» **Goal of the exercise**
Convert all of the material below into a JSON list of strings, one string per line, omitting blank lines and leaving the pictures out of your answer.

» **Task inputs**

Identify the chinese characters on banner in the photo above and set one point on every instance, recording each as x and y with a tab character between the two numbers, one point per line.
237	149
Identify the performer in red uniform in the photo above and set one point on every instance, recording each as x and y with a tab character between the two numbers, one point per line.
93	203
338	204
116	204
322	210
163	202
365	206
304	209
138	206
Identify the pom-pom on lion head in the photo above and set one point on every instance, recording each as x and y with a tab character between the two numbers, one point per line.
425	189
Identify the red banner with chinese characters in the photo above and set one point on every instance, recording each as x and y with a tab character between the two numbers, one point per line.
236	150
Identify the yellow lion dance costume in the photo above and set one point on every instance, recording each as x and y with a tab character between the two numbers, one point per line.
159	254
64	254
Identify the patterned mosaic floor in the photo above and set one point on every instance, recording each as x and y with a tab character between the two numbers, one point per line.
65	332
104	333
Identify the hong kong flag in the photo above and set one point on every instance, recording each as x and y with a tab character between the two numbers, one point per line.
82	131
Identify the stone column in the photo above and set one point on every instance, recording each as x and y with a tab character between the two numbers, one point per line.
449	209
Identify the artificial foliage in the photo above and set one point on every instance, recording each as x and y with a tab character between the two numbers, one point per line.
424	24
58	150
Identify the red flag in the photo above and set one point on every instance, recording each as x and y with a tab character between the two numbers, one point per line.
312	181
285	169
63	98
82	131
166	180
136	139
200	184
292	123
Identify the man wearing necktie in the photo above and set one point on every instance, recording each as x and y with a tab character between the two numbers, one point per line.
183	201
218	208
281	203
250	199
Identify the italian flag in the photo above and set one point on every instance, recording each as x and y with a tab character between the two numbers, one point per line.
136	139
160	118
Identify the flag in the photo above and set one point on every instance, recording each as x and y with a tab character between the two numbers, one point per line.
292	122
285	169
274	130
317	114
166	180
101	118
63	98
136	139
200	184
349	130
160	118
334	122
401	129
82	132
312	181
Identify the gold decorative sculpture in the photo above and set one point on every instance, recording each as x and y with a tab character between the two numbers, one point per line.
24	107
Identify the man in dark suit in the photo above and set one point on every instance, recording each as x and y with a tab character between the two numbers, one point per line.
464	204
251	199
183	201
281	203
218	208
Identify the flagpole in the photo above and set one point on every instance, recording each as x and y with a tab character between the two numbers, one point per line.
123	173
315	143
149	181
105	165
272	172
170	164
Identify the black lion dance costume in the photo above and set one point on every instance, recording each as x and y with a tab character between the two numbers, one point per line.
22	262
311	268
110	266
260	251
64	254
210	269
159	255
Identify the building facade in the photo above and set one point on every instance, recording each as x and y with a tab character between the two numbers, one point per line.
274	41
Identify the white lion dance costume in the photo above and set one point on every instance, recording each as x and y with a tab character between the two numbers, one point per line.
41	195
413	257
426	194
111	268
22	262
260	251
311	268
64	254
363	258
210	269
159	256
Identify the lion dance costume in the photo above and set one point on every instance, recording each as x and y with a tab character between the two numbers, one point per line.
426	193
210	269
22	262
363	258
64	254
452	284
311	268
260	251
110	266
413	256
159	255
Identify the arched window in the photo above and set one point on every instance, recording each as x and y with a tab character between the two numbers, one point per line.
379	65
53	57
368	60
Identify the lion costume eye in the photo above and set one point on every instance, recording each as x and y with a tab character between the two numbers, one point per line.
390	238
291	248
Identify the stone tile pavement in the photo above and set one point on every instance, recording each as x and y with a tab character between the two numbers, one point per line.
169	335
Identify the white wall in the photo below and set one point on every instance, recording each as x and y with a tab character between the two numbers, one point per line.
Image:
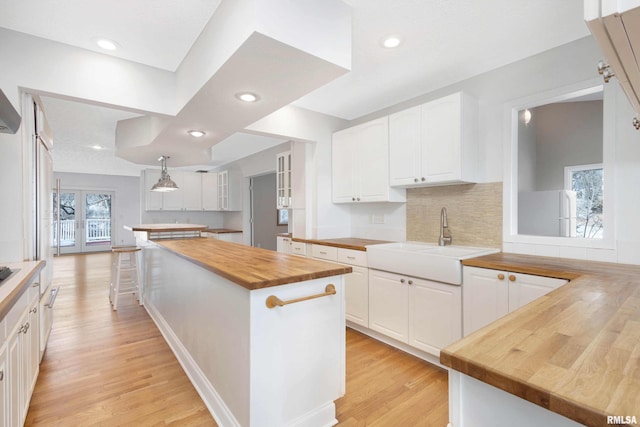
126	205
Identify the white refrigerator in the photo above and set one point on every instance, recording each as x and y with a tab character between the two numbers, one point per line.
547	213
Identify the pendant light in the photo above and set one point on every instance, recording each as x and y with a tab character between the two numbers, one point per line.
165	183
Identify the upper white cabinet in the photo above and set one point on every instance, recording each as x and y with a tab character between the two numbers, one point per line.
616	27
360	164
491	294
197	191
283	181
434	143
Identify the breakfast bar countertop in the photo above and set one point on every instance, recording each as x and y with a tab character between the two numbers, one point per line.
574	351
354	243
252	268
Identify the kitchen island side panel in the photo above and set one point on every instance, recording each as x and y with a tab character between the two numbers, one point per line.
298	370
252	365
205	319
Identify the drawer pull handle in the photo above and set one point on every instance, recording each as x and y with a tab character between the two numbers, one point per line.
274	301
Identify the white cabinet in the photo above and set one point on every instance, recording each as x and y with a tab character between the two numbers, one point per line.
191	191
19	358
356	283
229	191
434	143
389	304
283	181
213	191
283	244
360	164
490	294
209	191
435	315
426	315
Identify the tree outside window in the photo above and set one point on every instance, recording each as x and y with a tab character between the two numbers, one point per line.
588	183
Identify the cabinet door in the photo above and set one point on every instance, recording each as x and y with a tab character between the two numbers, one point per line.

» **Reply**
[
  "Identify the chinese characters on banner in the photo above and set one point on every instance, recording each as x and y with a tab character between the two numbers, one point per line.",
  "237\t149",
  "Identify the performer in red uniform in the photo above and set one point on every instance, recording each as x and y with a tab character between the two numbers, one point per line.",
  "93\t203",
  "338\t204",
  "116\t204",
  "322\t210",
  "163\t202",
  "365\t206",
  "304\t209",
  "138\t206",
  "Identify the pom-pom on lion head in the photo above and set one point on every instance, recording each as x and y with a tab character between the two numbers, one point per line.",
  "425\t189",
  "Identify the red banner with chinese characters in the photo above and set one point on every instance, recording each as x and y with a tab character between the two numbers, one point per line.",
  "236\t150",
  "Identify the yellow lion dance costume in the photo above and set one point on every instance, recording each as x and y with a tab character between the two numbers, one point per line.",
  "159\t254",
  "64\t254",
  "Identify the patterned mosaic floor in the photo above and set one point on every instance, recording each as x and y with a tab character between the two numbers, one point per line.",
  "65\t332",
  "104\t333",
  "Identify the hong kong flag in the photo above and set one point on every instance, recording each as x and y with a tab character between the two numbers, one point per line.",
  "82\t131",
  "Identify the stone column in the photo above and set one point on every instance, recording each as x and y with a tab character between the two numbers, one point per line.",
  "449\t209",
  "Identify the artificial foliage in the photo above and set one point on every instance, recording each as x and y with a tab character between the two numbers, one point per line.",
  "424\t24",
  "58\t150",
  "Identify the red flag in the photo above and set one point on every instance, recording each as x and y with a tab character between the two numbers, one point per line.",
  "312\t181",
  "285\t169",
  "63\t98",
  "82\t131",
  "166\t180",
  "136\t139",
  "200\t184",
  "292\t123",
  "Identify the man wearing necktie in the photo above and set one point on every instance, recording each as x and y with a tab character between the two numbers, one point per line.",
  "183\t201",
  "218\t208",
  "281\t203",
  "250\t199",
  "Identify the italian flag in the photo above and set one point on every instance, recording each as x and y with a tab character between the two numbers, one point per line.",
  "136\t139",
  "160\t118",
  "Identify the flag in the photo above and set one point on every instance, recording each as x and y with a tab character between the two numbers, one point per line.",
  "292\t122",
  "285\t169",
  "274\t130",
  "317\t114",
  "166\t180",
  "101\t118",
  "63\t98",
  "136\t139",
  "200\t184",
  "349\t130",
  "160\t118",
  "334\t122",
  "401\t129",
  "82\t132",
  "312\t181",
  "Identify the gold decorative sculpture in the photo above and set one point on every instance, recording each as x and y with a tab character between the two numbers, one point per line.",
  "24\t107",
  "Identify the man in dark suit in the photo above and set one point on every instance, recording each as x and y with a tab character between the two numbers, one point per line.",
  "464\t204",
  "251\t199",
  "183\t201",
  "281\t203",
  "218\t208",
  "Identify the flagpole in the photo above and set one point on every instance, recording each as x and y with a tab character between the two numbers, one point per line.",
  "123\t173",
  "315\t143",
  "149\t181",
  "105\t165",
  "272\t172",
  "170\t164",
  "Identify the black lion dance costume in the photo above and set one point on every instance, recording each as x and y with a tab character between the two numbers, one point per line.",
  "22\t262",
  "311\t268",
  "110\t266",
  "260\t251",
  "64\t254",
  "210\t269",
  "159\t255",
  "Identify the building facade in the photo above and set one point on every instance, recording each as x and y with a tab character between the two numbers, one point per line.",
  "274\t41",
  "Identify the white lion dance costume in the photo above and set one point on every instance, recording each as x and y with a tab character between the two numbers, one point per line.",
  "41\t195",
  "413\t257",
  "426\t194",
  "111\t268",
  "22\t262",
  "260\t251",
  "311\t268",
  "64\t254",
  "363\t258",
  "210\t269",
  "159\t256",
  "Identify the lion dance costume in the photo above and set one point on every instance, recording each as x and y with a tab character between the two numbers, one point per line.",
  "426\t193",
  "210\t269",
  "22\t262",
  "363\t258",
  "64\t254",
  "452\t284",
  "311\t268",
  "260\t251",
  "110\t266",
  "413\t256",
  "159\t255",
  "Identify the arched window in the photo above and set one point on every instance, recording each as x and y with a tab character between the two numbers, one point per line.",
  "379\t65",
  "53\t57",
  "368\t60",
  "Identify the lion costume eye in the photo above and set one point on every instance, recording each as x and y with a tab character between the two numbers, one point per line.",
  "390\t238",
  "291\t248",
  "Identify the stone tile pavement in the photo above and set one point on every instance, recording each as x and y with a tab character between the two numbers, one point per line.",
  "169\t335",
  "Identify the white wall in the photo below and set one point on every instance, recording each as x and y with a tab character between the two numbers, one point per line.",
  "Image:",
  "126\t205",
  "Identify the white refrigerator in the photo above and set one point on every instance, recording each as x and y with a tab character between the two numbers, one point per line.",
  "547\t213",
  "Identify the pendant light in the photo above and set one point on every instance, recording each as x and y with a tab character between the two numbers, one point per line.",
  "165\t183",
  "Identify the upper white cabinet in the photo above and set one point on every instance, recording each as x and y with a tab character between the two numbers, one point per line.",
  "616\t27",
  "360\t164",
  "491\t294",
  "197\t191",
  "283\t181",
  "434\t143",
  "Identify the breakfast bar countertop in the photo above and set one point on every instance, recording each as x and y with a tab character between the two numbers, one point per line.",
  "574\t351",
  "354\t243",
  "252\t268",
  "Identify the kitchen island side panel in the photo above and set one point on every instance, recording each as x and y with a tab character between the two numbers, one point per line.",
  "298\t370",
  "252\t365",
  "205\t319",
  "Identify the drawer pull handle in the photo above and set one point on every instance, recording each as x and y with a tab character between the two numbers, one point per line.",
  "274\t301",
  "Identify the white cabinet in the photo above and set one point on every instance, recording each as x and y with a tab character between the two numbers, one point per line.",
  "191\t191",
  "19\t358",
  "356\t283",
  "229\t191",
  "434\t143",
  "389\t304",
  "283\t181",
  "213\t191",
  "283\t244",
  "360\t164",
  "490\t294",
  "209\t191",
  "435\t315",
  "426\t315",
  "Identify the tree outside window in the photo above and set one point on every instance, recording each as x and y with a tab character between the two numbers, one point per line.",
  "588\t183",
  "Identify the cabinet door in the photo above and set one point on every instance, recording each as x and y with a tab character between the two numbers, one point per line."
]